» **Your goal**
Return every line in the listing below that contains the word "grey". Uppercase and lowercase letters count as different.

begin Material for this task

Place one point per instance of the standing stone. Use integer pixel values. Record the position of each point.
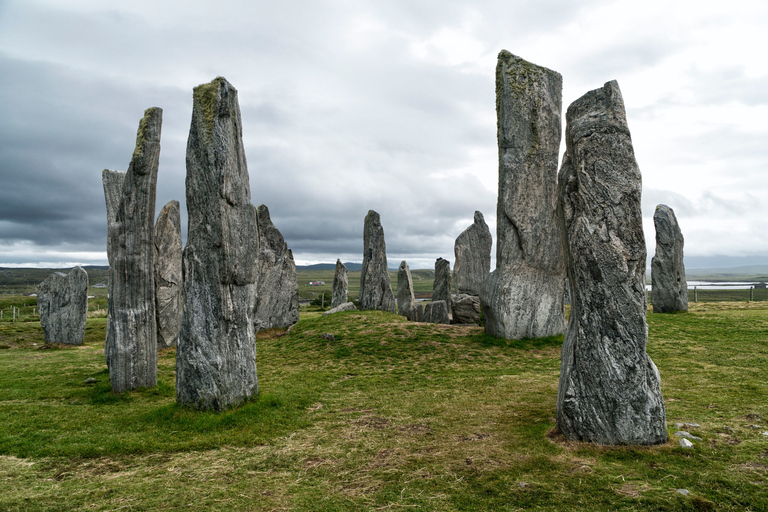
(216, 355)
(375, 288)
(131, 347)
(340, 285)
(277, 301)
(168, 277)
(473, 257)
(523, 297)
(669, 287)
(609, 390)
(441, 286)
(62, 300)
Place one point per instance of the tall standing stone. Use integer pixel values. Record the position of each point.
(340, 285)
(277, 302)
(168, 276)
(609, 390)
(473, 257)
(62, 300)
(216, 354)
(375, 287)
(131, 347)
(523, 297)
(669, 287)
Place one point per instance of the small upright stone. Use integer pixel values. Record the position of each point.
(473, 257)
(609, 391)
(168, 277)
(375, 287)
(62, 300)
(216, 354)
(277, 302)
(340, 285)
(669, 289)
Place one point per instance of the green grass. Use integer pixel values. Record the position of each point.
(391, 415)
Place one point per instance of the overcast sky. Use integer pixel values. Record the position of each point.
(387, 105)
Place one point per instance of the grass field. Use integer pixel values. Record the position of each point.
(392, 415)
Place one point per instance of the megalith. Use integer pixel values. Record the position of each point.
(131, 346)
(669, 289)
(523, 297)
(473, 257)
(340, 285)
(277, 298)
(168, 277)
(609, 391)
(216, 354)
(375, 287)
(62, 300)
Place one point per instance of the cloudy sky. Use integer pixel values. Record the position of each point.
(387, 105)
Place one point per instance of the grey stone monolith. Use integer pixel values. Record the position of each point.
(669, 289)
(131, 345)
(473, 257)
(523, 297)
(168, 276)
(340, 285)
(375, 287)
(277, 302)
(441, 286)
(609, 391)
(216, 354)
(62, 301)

end Material for this task
begin Material for this task

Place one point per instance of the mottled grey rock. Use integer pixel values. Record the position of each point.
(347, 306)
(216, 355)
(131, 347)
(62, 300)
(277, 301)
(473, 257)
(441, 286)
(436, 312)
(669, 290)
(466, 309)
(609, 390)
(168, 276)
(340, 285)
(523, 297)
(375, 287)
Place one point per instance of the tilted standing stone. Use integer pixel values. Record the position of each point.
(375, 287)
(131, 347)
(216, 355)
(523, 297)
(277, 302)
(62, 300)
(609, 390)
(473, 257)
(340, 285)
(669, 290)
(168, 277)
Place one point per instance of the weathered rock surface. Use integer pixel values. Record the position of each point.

end Material for this task

» **Answer**
Place one point per instance of the grey stone monolith. Use integer pixel values. Record the position of each point.
Place one point per instance of the mottled grey rock. Use integer pixel values. Record the position of each point.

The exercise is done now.